TEXTAUSZUG:
>>>>

Houdini 6 macht dort weiter, wo sein Vorgänger aufgehört hat: die neue Version legt bei der Spielstärke noch einmal 60 Elo-Punkte oben drauf. Damit ist Houdini wieder das beste Schachprogramm, das es derzeit auf dem Markt gibt.
Vorjahressieger Houdini von Robert Houdart und das Open Source Programm Stockfish von Tord Romstad, Marco Costalba, Joona Kiiski, Gary Linscott u. v. a. bestreiten das Superfinale des TCEC-Turniers, Season 11. Stockfish gewann die Division Premier deutlich mit 61 Punkten aus 84 Partien vor Houdini (54 1/2). Vorjahresfinalist Komodo (51 1/2) musste sich mit dem undankbaren dritten Platz begnügen und konnte sich damit nicht für das Superfinale qualifizieren.

<<<<

Überarbeite den Textauszug von "Houdini 6 macht" bis "dem Markt gibt." einschließlich, indem du "Schachprogramm" durch "Schachengine" ersetzt, und gib diesen Abschnitt vollständig wieder.

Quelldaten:
>>>>

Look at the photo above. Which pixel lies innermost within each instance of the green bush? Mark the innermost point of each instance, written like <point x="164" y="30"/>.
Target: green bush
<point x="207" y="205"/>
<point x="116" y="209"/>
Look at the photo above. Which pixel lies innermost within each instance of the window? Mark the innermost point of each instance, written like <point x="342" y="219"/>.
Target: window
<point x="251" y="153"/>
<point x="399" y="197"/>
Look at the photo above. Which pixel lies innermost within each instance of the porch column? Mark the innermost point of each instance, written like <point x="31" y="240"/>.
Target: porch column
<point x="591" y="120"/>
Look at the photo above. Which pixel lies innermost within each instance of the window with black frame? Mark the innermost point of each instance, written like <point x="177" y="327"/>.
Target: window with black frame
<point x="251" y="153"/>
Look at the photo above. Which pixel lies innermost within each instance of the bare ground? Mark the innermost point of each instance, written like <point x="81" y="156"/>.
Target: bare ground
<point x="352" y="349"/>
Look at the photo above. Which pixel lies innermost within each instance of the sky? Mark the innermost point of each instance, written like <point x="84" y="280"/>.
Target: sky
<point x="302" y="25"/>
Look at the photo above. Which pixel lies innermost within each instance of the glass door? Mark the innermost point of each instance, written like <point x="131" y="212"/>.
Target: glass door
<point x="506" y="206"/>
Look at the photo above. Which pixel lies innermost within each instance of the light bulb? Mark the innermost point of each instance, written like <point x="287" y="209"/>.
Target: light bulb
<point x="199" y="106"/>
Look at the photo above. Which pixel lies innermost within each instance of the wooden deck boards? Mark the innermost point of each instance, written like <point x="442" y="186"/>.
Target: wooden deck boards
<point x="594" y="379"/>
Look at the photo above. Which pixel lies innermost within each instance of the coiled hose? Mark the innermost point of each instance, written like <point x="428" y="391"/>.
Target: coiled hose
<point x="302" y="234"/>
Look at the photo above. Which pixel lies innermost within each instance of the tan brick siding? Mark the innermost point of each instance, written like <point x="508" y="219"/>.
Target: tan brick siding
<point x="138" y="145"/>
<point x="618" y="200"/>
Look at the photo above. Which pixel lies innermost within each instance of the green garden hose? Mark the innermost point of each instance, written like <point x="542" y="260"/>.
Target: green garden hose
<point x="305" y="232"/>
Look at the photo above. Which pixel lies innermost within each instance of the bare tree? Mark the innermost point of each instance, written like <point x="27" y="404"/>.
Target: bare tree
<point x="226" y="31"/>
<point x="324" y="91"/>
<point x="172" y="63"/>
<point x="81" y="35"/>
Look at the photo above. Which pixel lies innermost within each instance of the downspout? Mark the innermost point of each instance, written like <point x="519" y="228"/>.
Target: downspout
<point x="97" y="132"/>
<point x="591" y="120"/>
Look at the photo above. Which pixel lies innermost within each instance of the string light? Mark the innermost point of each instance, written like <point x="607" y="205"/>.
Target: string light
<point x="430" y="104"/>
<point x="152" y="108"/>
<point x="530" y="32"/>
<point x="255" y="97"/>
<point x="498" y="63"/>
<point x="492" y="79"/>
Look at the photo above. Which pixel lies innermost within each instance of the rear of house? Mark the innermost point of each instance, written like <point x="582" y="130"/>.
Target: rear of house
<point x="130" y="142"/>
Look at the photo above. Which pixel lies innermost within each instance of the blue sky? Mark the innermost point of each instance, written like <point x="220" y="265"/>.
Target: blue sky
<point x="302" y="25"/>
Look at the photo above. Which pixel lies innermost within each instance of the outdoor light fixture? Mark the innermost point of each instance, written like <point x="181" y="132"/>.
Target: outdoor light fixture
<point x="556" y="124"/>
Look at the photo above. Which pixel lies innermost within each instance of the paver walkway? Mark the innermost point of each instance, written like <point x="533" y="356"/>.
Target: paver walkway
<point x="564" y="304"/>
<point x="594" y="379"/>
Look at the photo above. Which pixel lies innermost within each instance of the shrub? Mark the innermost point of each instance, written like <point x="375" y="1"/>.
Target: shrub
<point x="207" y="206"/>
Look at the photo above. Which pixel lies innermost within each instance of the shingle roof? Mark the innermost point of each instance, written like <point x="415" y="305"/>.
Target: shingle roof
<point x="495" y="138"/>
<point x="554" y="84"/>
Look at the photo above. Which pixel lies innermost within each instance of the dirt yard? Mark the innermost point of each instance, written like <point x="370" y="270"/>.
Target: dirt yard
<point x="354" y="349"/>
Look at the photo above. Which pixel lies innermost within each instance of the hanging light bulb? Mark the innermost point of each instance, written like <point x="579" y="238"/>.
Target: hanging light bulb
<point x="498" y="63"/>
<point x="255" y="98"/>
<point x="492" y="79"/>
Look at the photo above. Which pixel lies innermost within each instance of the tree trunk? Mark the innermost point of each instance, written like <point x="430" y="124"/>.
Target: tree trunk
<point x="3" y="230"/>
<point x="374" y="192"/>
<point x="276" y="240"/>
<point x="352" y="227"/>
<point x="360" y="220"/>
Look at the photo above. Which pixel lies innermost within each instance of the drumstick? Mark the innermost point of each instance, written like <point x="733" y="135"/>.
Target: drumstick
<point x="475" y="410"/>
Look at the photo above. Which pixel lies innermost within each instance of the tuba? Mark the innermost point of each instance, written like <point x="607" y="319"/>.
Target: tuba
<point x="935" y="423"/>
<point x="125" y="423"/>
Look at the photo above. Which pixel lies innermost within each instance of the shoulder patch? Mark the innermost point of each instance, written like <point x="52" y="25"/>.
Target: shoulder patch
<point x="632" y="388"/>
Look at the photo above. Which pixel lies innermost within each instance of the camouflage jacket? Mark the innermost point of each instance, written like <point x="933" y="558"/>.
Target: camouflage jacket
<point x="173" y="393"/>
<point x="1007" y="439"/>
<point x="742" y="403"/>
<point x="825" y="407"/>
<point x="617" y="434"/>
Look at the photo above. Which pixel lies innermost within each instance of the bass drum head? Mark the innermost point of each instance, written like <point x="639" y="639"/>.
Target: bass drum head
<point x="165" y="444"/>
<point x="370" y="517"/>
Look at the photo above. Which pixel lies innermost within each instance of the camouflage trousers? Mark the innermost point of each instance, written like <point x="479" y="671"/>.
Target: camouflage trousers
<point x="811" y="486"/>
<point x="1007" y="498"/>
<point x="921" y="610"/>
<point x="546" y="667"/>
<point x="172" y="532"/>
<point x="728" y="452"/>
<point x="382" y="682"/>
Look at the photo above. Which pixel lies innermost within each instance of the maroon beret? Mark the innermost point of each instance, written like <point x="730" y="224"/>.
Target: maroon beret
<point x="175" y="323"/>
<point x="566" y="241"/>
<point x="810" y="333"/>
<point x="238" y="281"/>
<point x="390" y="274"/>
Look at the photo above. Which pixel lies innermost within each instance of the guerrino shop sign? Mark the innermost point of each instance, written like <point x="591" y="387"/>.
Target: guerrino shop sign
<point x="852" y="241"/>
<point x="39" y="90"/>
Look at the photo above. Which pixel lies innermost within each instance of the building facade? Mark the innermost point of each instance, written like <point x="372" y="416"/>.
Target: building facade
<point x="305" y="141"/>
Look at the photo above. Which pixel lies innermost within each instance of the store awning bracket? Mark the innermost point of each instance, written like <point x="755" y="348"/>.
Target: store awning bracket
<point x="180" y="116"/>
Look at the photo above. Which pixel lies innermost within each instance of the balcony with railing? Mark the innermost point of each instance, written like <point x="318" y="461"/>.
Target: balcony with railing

<<<<

ERWARTETE ANTWORT:
Houdini 6 macht dort weiter, wo sein Vorgänger aufgehört hat: die neue Version legt bei der Spielstärke noch einmal 60 Elo-Punkte oben drauf. Damit ist Houdini wieder das beste Schachengine, das es derzeit auf dem Markt gibt.